▸ Task description
Each line of the material must be returned exactly.

▸ Available records
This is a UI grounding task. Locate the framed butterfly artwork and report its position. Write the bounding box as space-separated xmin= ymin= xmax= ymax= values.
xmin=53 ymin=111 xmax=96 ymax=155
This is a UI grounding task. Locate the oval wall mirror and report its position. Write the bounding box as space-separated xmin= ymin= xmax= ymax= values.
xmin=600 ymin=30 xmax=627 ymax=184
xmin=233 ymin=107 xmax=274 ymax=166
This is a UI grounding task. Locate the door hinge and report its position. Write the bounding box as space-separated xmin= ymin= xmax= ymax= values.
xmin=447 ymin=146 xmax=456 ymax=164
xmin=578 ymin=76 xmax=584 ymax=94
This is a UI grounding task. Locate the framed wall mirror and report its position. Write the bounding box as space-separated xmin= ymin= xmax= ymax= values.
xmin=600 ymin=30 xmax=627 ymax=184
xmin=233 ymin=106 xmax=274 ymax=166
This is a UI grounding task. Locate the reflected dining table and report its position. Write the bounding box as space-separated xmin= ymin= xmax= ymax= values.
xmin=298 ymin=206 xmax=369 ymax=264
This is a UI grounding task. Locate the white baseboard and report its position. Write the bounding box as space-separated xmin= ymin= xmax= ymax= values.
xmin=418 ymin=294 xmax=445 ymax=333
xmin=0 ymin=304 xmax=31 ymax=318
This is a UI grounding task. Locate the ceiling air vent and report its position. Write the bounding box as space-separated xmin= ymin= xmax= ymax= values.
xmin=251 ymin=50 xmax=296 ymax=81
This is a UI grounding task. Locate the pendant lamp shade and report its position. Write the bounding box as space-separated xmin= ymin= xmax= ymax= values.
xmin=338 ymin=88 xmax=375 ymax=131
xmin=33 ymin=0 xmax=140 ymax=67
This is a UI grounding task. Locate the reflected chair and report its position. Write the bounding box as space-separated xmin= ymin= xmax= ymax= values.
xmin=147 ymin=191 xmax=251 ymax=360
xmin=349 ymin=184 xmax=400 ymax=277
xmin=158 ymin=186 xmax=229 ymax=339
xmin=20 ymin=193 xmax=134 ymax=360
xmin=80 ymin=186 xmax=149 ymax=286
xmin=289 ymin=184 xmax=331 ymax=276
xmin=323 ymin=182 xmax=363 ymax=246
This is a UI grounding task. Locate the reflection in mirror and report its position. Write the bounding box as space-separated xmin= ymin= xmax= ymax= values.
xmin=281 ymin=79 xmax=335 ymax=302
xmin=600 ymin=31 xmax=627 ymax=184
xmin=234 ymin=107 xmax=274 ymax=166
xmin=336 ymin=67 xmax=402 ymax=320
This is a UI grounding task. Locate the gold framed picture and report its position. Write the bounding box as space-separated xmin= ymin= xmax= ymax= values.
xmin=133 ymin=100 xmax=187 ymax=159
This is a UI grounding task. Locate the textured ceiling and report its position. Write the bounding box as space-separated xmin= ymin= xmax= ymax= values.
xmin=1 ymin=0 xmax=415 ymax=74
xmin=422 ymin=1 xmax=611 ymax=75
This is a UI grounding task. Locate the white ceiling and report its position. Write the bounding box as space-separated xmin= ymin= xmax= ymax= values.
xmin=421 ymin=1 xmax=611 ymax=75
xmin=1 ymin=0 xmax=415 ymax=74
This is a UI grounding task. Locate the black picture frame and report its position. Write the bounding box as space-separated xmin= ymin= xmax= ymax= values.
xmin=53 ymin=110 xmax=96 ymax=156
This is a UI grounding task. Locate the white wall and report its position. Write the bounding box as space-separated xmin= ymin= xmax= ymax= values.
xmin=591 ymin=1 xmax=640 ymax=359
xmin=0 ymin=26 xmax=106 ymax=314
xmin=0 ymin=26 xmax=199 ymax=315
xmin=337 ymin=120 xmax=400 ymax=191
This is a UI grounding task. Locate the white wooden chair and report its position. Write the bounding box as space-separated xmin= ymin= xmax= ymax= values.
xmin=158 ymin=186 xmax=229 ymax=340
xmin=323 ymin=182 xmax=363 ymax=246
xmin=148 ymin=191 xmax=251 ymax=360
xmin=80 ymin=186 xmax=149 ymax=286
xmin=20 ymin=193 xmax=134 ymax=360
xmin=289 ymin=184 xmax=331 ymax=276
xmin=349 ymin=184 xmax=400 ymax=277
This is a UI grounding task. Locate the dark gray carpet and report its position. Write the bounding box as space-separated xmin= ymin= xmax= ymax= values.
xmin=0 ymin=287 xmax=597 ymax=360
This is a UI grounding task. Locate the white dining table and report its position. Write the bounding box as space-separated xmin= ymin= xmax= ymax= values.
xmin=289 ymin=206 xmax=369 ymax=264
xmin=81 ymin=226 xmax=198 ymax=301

▸ Output
This is a UI grounding task. Locate the framed butterfly artwork and report its position. Write the bounding box as space-separated xmin= ymin= xmax= ymax= values.
xmin=53 ymin=111 xmax=96 ymax=155
This is a UI grounding task. Locate the oval wall mirror and report its position. Write the bounding box as space-separated xmin= ymin= xmax= ymax= values.
xmin=600 ymin=30 xmax=627 ymax=184
xmin=233 ymin=107 xmax=274 ymax=166
This is a UI grounding task. Locate the door hinge and report its position. Write the bounding box as space-separated xmin= ymin= xmax= ymax= values.
xmin=447 ymin=146 xmax=456 ymax=164
xmin=578 ymin=76 xmax=584 ymax=94
This is a UI grounding task. Locate the framed wall mirror and report its position. Write the bounding box as space-separated xmin= ymin= xmax= ymax= values.
xmin=600 ymin=30 xmax=627 ymax=184
xmin=233 ymin=106 xmax=274 ymax=166
This is a UI grounding task. Locate the reflected dining table and report its position. Write the bounding box as space-separated xmin= ymin= xmax= ymax= values.
xmin=298 ymin=206 xmax=369 ymax=264
This is a UI grounding task. Locate the white baseboard and report its position. Write the bounding box as space-separated xmin= ymin= xmax= ymax= values.
xmin=418 ymin=294 xmax=445 ymax=333
xmin=0 ymin=304 xmax=31 ymax=318
This is a UI grounding task. Locate the ceiling air vent and report its position. Write the bounding box as space-separated xmin= ymin= xmax= ymax= values.
xmin=251 ymin=50 xmax=296 ymax=81
This is a UI grounding task. Locate the pendant lamp shade and report its position. Write the bounding box as space-separated xmin= ymin= xmax= ymax= values.
xmin=338 ymin=88 xmax=375 ymax=131
xmin=33 ymin=0 xmax=140 ymax=67
This is a UI grounding task. Locate the reflected chair and report its position. Write the bounding box as space-separated xmin= ymin= xmax= ymax= values.
xmin=147 ymin=191 xmax=251 ymax=360
xmin=349 ymin=184 xmax=400 ymax=277
xmin=158 ymin=186 xmax=229 ymax=339
xmin=20 ymin=193 xmax=134 ymax=360
xmin=80 ymin=186 xmax=149 ymax=286
xmin=289 ymin=184 xmax=331 ymax=276
xmin=323 ymin=182 xmax=363 ymax=246
This is a UI grounding task. Locate the reflection in mirror and report its position. Write the bounding box as space-separated xmin= ymin= xmax= ymax= values.
xmin=281 ymin=79 xmax=335 ymax=302
xmin=600 ymin=31 xmax=627 ymax=184
xmin=234 ymin=107 xmax=274 ymax=166
xmin=336 ymin=67 xmax=402 ymax=320
This is a UI grounding task. Locate the gold framed picture and report its position. Write the bounding box as space-separated xmin= ymin= xmax= ymax= values.
xmin=133 ymin=100 xmax=187 ymax=159
This is a UI grounding task. Locate the textured ceiling and report its position. Write the bounding box as space-separated xmin= ymin= xmax= ymax= values.
xmin=1 ymin=0 xmax=415 ymax=74
xmin=422 ymin=1 xmax=611 ymax=75
This is a UI grounding task. Locate the white ceiling and report its position. Write the bounding box as space-separated xmin= ymin= xmax= ymax= values.
xmin=421 ymin=1 xmax=611 ymax=75
xmin=1 ymin=0 xmax=415 ymax=74
This is a UI grounding task. Locate the black picture frame and report its position. Write the bounding box as space-separated xmin= ymin= xmax= ymax= values.
xmin=53 ymin=110 xmax=96 ymax=156
This is a UI grounding task. Locate the white wall and report its position. Write the bounding box as space-separated xmin= ymin= xmax= ymax= values.
xmin=591 ymin=1 xmax=640 ymax=359
xmin=0 ymin=26 xmax=106 ymax=314
xmin=0 ymin=26 xmax=199 ymax=315
xmin=337 ymin=120 xmax=400 ymax=191
This is a UI grounding task. Locate the white wooden chair and report its position. Write the bounding box as space-separated xmin= ymin= xmax= ymax= values.
xmin=158 ymin=186 xmax=229 ymax=340
xmin=323 ymin=182 xmax=363 ymax=246
xmin=148 ymin=191 xmax=251 ymax=360
xmin=80 ymin=186 xmax=149 ymax=286
xmin=20 ymin=193 xmax=134 ymax=360
xmin=289 ymin=184 xmax=331 ymax=276
xmin=349 ymin=184 xmax=400 ymax=277
This is a UI grounding task. Locate the dark gray carpet and report its position. Write the bounding box as space-separated xmin= ymin= xmax= ymax= values.
xmin=0 ymin=287 xmax=597 ymax=360
This is a UI grounding task. Locate the white dining table and report its position. Write the bounding box as space-separated xmin= ymin= xmax= ymax= values.
xmin=289 ymin=206 xmax=369 ymax=264
xmin=81 ymin=226 xmax=198 ymax=301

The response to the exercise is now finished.